STATED PROBLEM → How many lines in the material below contain the word "blue"? Case counts, so match it with the same capitalization, and give only the number.

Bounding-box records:

◆ ◆ ◆ ◆

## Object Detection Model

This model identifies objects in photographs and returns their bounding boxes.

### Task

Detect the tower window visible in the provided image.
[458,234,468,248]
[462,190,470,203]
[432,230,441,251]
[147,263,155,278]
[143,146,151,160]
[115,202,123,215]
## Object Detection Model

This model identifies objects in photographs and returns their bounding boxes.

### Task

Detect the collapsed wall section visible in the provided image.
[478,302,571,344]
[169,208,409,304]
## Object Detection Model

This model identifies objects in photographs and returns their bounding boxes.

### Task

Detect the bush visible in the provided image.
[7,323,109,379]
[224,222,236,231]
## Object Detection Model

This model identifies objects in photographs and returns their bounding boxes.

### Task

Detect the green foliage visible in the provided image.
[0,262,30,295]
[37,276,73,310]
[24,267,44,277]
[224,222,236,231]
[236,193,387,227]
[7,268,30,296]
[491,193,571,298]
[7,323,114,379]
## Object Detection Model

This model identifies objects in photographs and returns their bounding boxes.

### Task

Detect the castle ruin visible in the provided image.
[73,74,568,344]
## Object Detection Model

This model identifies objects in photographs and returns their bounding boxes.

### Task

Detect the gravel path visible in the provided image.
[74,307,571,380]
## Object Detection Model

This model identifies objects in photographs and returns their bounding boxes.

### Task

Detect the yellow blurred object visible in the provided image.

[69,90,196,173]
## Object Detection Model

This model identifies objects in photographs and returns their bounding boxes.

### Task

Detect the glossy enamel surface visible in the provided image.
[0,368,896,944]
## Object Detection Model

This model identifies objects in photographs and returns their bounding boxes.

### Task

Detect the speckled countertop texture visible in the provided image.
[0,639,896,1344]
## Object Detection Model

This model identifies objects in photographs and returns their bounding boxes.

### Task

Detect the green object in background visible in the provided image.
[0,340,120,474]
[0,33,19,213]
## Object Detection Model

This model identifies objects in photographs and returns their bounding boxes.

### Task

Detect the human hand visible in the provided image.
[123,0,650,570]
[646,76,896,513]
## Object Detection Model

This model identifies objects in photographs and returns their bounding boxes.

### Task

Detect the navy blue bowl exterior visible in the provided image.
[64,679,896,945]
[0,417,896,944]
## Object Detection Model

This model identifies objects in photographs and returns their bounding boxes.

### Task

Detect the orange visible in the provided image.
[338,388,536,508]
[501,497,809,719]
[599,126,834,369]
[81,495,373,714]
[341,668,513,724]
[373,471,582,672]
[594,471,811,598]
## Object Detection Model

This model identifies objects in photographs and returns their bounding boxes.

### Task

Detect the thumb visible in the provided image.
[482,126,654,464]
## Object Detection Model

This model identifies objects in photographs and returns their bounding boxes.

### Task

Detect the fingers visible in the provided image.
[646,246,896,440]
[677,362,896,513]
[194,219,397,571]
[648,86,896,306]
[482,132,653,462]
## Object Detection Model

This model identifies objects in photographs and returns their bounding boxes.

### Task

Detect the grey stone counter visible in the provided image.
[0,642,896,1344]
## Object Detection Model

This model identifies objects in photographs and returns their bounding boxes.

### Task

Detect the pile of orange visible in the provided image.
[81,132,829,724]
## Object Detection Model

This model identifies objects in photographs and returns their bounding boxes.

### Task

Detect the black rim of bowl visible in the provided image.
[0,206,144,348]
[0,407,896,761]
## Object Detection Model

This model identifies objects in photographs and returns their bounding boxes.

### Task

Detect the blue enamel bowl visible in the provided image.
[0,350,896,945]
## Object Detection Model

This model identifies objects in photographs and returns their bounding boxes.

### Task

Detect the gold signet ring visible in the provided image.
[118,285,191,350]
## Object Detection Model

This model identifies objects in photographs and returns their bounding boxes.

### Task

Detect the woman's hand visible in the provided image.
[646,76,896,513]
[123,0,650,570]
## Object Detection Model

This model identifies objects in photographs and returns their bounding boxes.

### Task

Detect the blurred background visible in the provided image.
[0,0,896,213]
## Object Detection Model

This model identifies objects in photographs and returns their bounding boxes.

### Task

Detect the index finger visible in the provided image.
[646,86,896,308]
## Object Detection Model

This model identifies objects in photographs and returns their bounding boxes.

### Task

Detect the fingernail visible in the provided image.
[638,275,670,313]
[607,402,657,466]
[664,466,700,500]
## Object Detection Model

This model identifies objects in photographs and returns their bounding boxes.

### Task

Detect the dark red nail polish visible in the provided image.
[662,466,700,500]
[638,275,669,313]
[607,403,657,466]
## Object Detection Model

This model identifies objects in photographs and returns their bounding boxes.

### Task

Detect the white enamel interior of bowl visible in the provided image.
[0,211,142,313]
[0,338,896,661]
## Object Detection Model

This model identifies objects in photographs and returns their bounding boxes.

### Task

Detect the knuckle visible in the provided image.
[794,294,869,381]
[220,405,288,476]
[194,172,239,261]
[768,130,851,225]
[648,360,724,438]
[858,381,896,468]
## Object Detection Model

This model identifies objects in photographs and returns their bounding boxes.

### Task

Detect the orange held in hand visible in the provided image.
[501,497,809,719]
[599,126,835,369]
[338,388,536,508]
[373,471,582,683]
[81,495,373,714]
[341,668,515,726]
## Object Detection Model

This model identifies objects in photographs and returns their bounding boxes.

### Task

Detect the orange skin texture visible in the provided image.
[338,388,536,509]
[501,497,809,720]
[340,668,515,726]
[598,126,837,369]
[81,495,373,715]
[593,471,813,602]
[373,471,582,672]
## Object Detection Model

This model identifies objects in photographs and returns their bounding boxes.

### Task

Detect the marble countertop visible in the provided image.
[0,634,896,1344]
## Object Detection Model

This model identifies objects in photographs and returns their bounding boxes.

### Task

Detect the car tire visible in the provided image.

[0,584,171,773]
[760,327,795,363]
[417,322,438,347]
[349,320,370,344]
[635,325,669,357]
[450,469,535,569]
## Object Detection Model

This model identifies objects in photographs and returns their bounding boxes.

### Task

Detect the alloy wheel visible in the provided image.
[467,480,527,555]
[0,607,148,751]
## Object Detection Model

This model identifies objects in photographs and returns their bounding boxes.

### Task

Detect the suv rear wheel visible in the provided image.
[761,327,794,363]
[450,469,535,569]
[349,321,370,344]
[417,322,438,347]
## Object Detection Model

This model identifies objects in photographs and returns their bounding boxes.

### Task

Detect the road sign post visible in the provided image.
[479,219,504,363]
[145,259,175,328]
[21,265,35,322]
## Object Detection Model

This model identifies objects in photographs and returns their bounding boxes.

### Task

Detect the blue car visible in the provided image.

◆ ◆ ◆ ◆

ANSWER TO THE EXERCISE → 3